>> Begin MATERIALS PROVIDED

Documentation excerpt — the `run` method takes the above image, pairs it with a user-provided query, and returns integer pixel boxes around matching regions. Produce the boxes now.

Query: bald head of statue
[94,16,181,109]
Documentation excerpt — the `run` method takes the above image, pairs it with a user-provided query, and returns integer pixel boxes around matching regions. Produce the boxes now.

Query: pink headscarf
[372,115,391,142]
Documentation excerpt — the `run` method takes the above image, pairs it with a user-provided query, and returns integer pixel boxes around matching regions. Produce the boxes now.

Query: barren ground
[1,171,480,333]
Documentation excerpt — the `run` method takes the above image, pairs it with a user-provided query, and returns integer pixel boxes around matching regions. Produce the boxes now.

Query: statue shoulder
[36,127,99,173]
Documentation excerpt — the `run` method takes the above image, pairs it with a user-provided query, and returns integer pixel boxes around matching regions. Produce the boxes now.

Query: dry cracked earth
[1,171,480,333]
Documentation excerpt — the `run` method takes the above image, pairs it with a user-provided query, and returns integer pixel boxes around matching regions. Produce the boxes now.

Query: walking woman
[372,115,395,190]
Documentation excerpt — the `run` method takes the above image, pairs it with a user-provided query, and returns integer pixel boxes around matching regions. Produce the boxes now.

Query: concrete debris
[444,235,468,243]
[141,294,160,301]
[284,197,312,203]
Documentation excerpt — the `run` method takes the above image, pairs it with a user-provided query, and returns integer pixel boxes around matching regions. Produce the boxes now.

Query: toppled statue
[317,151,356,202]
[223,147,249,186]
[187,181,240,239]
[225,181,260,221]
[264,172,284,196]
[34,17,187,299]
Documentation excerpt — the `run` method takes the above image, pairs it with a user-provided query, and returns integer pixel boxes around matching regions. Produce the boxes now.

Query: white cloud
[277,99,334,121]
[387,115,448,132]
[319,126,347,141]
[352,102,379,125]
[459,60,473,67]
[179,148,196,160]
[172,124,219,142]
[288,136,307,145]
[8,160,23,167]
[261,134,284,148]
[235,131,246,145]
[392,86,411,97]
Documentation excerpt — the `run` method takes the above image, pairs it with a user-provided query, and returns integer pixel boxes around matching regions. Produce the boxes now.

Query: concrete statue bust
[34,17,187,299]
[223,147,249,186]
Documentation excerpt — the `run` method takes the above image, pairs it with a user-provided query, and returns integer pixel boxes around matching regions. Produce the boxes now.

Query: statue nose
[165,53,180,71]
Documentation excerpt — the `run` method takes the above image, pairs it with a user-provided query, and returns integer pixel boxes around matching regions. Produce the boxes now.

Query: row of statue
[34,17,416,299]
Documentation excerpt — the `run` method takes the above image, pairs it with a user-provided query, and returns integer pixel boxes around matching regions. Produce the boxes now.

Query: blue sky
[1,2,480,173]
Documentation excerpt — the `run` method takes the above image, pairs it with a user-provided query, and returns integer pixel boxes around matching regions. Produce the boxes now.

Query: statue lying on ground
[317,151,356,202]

>> End MATERIALS PROVIDED

* GIVEN REQUEST *
Can you format every line of the entries above as a Markdown table with the columns Row and Line, numbering the rows and leaving out blank lines?

* CORRECT OUTPUT *
| Row | Line |
|---|---|
| 1 | Documentation excerpt — the `run` method takes the above image, pairs it with a user-provided query, and returns integer pixel boxes around matching regions. Produce the boxes now. |
| 2 | Query: bald head of statue |
| 3 | [94,16,181,109] |
| 4 | Documentation excerpt — the `run` method takes the above image, pairs it with a user-provided query, and returns integer pixel boxes around matching regions. Produce the boxes now. |
| 5 | Query: pink headscarf |
| 6 | [372,115,391,142] |
| 7 | Documentation excerpt — the `run` method takes the above image, pairs it with a user-provided query, and returns integer pixel boxes around matching regions. Produce the boxes now. |
| 8 | Query: barren ground |
| 9 | [1,171,480,333] |
| 10 | Documentation excerpt — the `run` method takes the above image, pairs it with a user-provided query, and returns integer pixel boxes around matching regions. Produce the boxes now. |
| 11 | Query: statue shoulder |
| 12 | [36,127,99,173] |
| 13 | Documentation excerpt — the `run` method takes the above image, pairs it with a user-provided query, and returns integer pixel boxes around matching regions. Produce the boxes now. |
| 14 | Query: dry cracked earth |
| 15 | [1,171,480,333] |
| 16 | Documentation excerpt — the `run` method takes the above image, pairs it with a user-provided query, and returns integer pixel boxes around matching regions. Produce the boxes now. |
| 17 | Query: walking woman |
| 18 | [372,115,395,190] |
| 19 | Documentation excerpt — the `run` method takes the above image, pairs it with a user-provided query, and returns integer pixel boxes around matching regions. Produce the boxes now. |
| 20 | Query: concrete debris |
| 21 | [444,235,468,243] |
| 22 | [141,294,160,301] |
| 23 | [284,197,312,203] |
| 24 | Documentation excerpt — the `run` method takes the above image, pairs it with a user-provided query, and returns integer pixel boxes around matching regions. Produce the boxes now. |
| 25 | Query: toppled statue |
| 26 | [317,151,356,202] |
| 27 | [223,147,249,186] |
| 28 | [187,181,240,239] |
| 29 | [225,181,260,221] |
| 30 | [264,172,284,196] |
| 31 | [34,17,187,299] |
| 32 | Documentation excerpt — the `run` method takes the above image, pairs it with a user-provided query, and returns integer pixel boxes around matching regions. Produce the boxes now. |
| 33 | Query: white cloud |
| 34 | [277,99,334,121] |
| 35 | [387,115,448,132] |
| 36 | [319,126,347,141] |
| 37 | [352,102,379,125] |
| 38 | [459,60,473,67] |
| 39 | [179,148,196,160] |
| 40 | [172,124,219,142] |
| 41 | [288,136,307,145] |
| 42 | [8,160,23,167] |
| 43 | [261,134,284,148] |
| 44 | [235,131,246,145] |
| 45 | [392,86,411,97] |
| 46 | Documentation excerpt — the `run` method takes the above image, pairs it with a user-provided query, and returns integer pixel boxes around matching regions. Produce the boxes now. |
| 47 | Query: concrete statue bust |
| 48 | [34,17,187,299] |
| 49 | [223,147,249,186] |
| 50 | Documentation excerpt — the `run` method takes the above image, pairs it with a user-provided query, and returns integer pixel boxes around matching regions. Produce the boxes now. |
| 51 | Query: statue nose |
| 52 | [165,53,180,71] |
| 53 | Documentation excerpt — the `run` method takes the above image, pairs it with a user-provided query, and returns integer pixel boxes around matching regions. Produce the boxes now. |
| 54 | Query: row of statue |
| 55 | [34,17,416,299] |
| 56 | Documentation excerpt — the `run` method takes the above image, pairs it with a user-provided query, and returns integer pixel boxes around matching regions. Produce the boxes now. |
| 57 | Query: blue sky |
| 58 | [1,2,480,173] |
| 59 | Documentation excerpt — the `run` method takes the above image, pairs it with a user-provided query, and returns integer pixel boxes around matching regions. Produce the boxes now. |
| 60 | Query: statue lying on ground |
| 61 | [317,151,356,202] |